Every line with the string "apiece" in it belongs in your answer, so copy them all from the data.

Region pointing data:
========

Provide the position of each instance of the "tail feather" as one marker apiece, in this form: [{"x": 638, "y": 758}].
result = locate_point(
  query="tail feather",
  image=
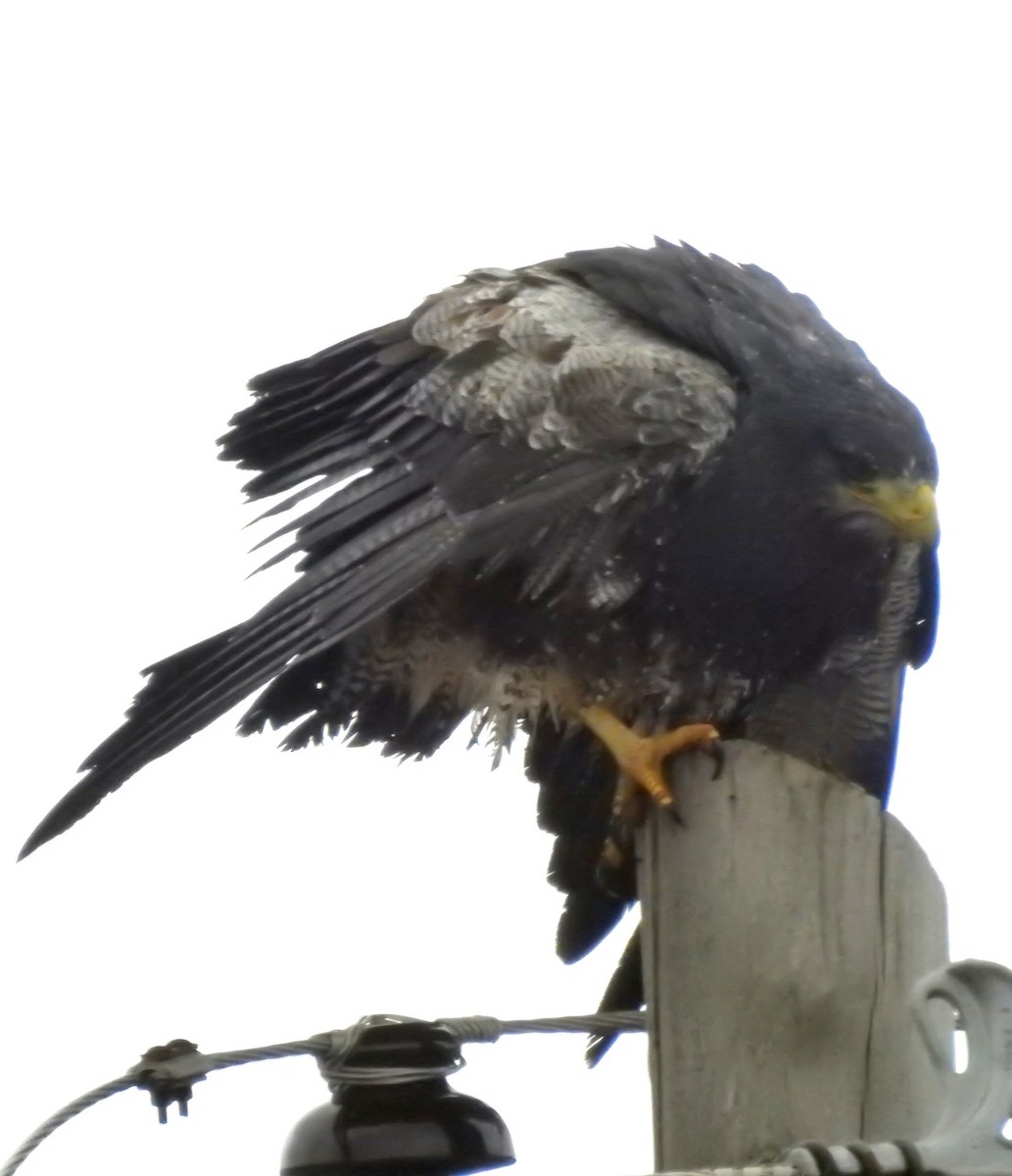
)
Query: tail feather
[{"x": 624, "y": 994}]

========

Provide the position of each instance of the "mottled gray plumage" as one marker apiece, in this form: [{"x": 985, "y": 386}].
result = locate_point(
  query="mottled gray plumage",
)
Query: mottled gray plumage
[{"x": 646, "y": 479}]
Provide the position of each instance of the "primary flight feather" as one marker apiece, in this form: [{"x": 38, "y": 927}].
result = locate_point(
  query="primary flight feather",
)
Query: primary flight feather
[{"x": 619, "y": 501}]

========

→ RESULT BELOW:
Provide the position of each instance of the "tail feather" as one marker apiece, in this form: [{"x": 638, "y": 758}].
Provide the position of each instance of the "mottled gray plumage" as one marker apiece, in this form: [{"x": 985, "y": 386}].
Provide the position of each instance of the "primary flight feather" as one marker apiece, in this form: [{"x": 38, "y": 927}].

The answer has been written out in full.